-- Stored data entries --
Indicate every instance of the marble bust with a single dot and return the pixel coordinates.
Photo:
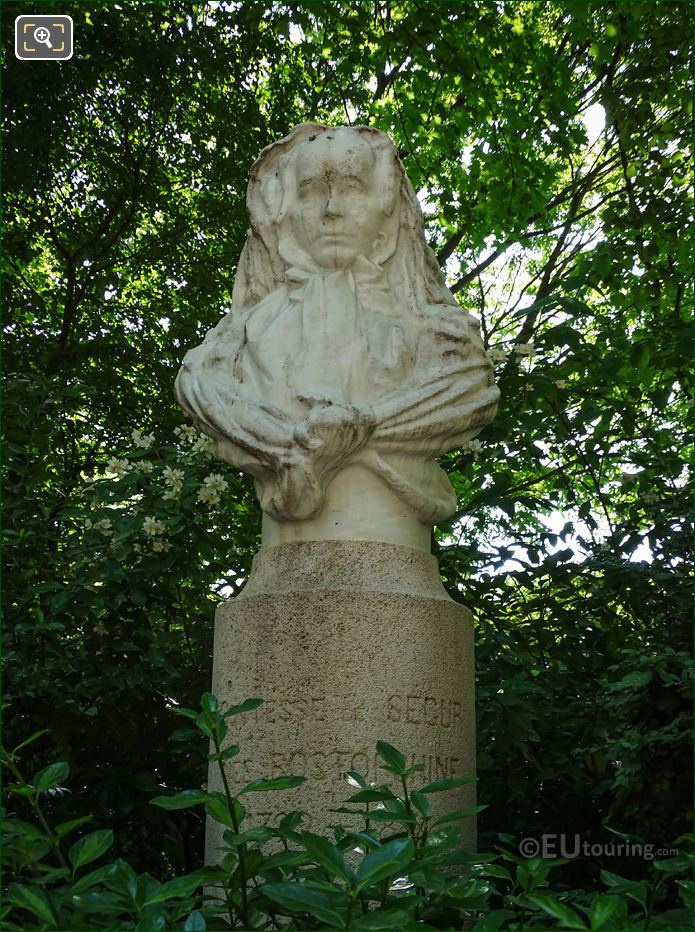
(345, 365)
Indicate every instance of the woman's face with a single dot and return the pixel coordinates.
(337, 214)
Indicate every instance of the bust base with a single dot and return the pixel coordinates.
(358, 506)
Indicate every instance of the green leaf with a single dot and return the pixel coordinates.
(372, 796)
(389, 860)
(53, 775)
(66, 827)
(183, 800)
(218, 808)
(88, 849)
(37, 734)
(195, 922)
(33, 899)
(421, 803)
(566, 916)
(228, 754)
(88, 880)
(394, 760)
(175, 889)
(604, 908)
(492, 921)
(298, 899)
(277, 783)
(327, 856)
(246, 706)
(209, 703)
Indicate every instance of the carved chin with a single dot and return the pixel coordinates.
(335, 255)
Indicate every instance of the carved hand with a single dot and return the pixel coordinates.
(331, 432)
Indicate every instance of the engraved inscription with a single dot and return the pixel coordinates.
(318, 765)
(304, 709)
(416, 709)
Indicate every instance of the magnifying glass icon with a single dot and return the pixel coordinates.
(43, 35)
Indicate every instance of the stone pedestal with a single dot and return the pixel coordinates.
(348, 642)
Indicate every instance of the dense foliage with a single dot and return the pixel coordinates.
(398, 865)
(548, 142)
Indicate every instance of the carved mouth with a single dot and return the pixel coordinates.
(334, 239)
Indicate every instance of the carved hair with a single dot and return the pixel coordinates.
(414, 276)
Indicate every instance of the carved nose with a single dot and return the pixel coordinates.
(333, 207)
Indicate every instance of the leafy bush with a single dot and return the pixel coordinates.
(404, 870)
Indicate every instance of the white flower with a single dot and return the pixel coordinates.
(472, 446)
(525, 349)
(173, 477)
(204, 444)
(144, 441)
(208, 496)
(104, 526)
(152, 526)
(117, 468)
(214, 482)
(186, 432)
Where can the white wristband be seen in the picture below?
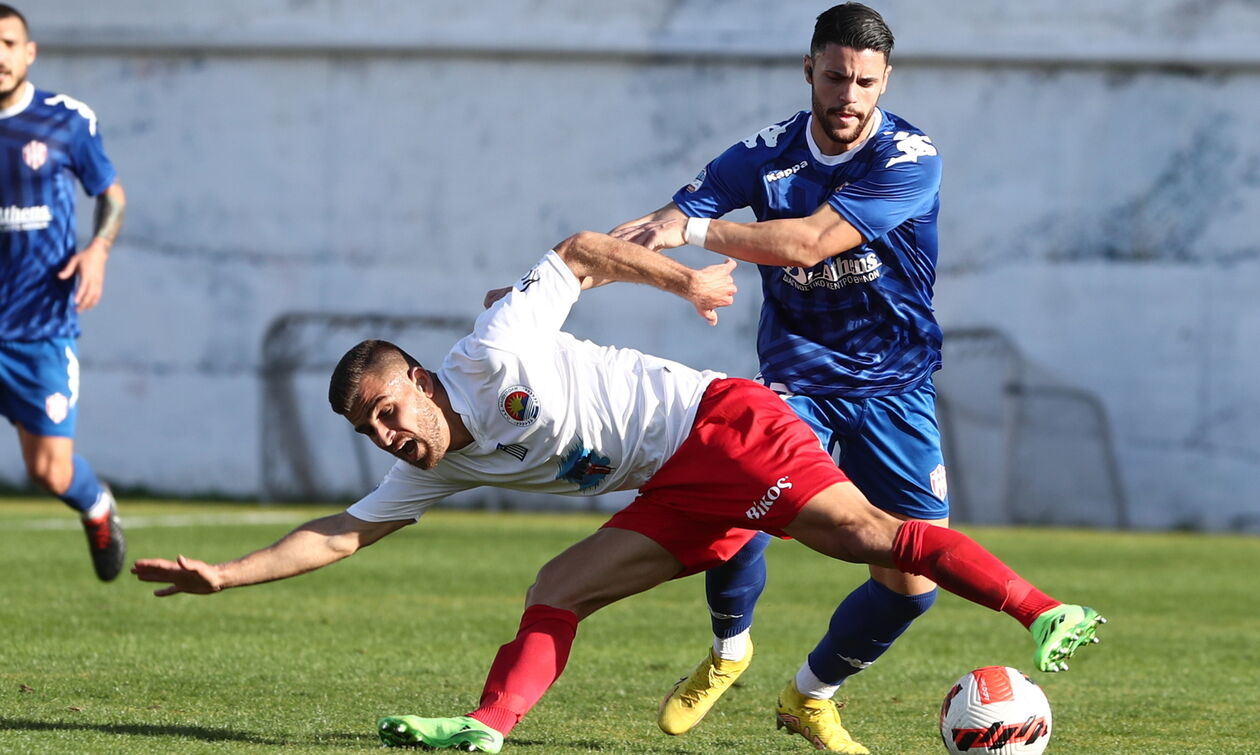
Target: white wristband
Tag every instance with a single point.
(696, 231)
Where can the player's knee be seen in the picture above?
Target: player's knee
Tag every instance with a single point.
(553, 587)
(54, 478)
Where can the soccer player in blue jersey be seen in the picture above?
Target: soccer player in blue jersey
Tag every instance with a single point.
(846, 201)
(47, 141)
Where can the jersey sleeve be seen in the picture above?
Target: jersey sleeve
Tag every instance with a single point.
(534, 310)
(87, 154)
(902, 185)
(405, 493)
(716, 190)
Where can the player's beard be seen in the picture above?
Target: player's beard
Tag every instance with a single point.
(429, 434)
(846, 136)
(17, 87)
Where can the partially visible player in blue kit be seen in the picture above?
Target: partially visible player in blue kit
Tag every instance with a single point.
(47, 141)
(846, 197)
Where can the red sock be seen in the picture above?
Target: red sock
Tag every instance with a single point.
(963, 566)
(527, 667)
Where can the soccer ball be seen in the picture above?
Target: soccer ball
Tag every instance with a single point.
(996, 710)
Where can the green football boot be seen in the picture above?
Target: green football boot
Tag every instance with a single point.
(1060, 632)
(459, 732)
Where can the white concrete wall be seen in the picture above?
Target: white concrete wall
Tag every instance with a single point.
(1100, 202)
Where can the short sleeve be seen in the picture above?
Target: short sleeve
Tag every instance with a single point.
(534, 310)
(87, 151)
(405, 493)
(715, 190)
(902, 187)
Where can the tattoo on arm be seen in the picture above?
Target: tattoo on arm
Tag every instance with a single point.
(108, 214)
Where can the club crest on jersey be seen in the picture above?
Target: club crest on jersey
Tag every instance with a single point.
(582, 466)
(57, 407)
(518, 406)
(34, 154)
(940, 485)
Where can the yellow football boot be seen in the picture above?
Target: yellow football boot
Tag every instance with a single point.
(815, 720)
(693, 696)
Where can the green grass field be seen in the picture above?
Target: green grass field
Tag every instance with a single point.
(411, 624)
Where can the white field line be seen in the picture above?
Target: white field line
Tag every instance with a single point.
(71, 522)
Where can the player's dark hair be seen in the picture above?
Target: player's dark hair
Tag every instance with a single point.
(366, 357)
(9, 11)
(853, 25)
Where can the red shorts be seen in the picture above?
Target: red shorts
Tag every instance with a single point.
(749, 464)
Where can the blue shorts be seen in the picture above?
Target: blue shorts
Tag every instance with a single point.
(39, 385)
(888, 445)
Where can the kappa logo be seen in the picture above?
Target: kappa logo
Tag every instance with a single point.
(528, 280)
(518, 405)
(698, 180)
(34, 154)
(762, 507)
(781, 174)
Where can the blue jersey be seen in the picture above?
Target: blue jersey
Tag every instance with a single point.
(861, 323)
(45, 143)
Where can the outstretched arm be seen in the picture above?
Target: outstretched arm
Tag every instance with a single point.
(310, 546)
(88, 265)
(599, 259)
(788, 242)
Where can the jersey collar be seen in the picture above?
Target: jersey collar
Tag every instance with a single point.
(22, 103)
(877, 117)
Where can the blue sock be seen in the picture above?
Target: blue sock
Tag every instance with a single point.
(83, 487)
(863, 627)
(733, 587)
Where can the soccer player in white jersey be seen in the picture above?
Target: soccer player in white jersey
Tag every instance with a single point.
(518, 403)
(846, 195)
(47, 141)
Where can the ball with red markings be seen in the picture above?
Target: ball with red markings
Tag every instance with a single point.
(996, 710)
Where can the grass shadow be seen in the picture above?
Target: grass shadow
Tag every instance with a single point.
(200, 732)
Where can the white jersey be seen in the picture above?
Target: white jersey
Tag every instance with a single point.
(548, 412)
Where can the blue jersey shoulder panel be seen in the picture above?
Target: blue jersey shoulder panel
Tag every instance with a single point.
(44, 148)
(859, 323)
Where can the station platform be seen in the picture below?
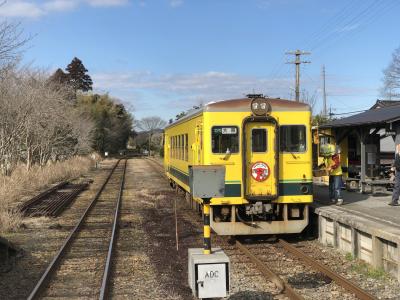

-- Your objective --
From the entries, copy out each line containing the word "player".

-- Written response --
Where can the player's knee be seen in the picture above?
Target: player's knee
Where can the soccer player in blue jersey be seen in the picture above?
Target: soccer player in blue jersey
Where can the player's beard be seen in the picture above?
Target: player's beard
Where can the partially visible player in blue kit be seen in the picture above?
Target: partially visible player in blue kit
Where can the player's dark hair be seen in the picture above?
Target: player's dark hair
Where can the soccer player in white jersey be seen in the picture above?
Target: soccer player in white jersey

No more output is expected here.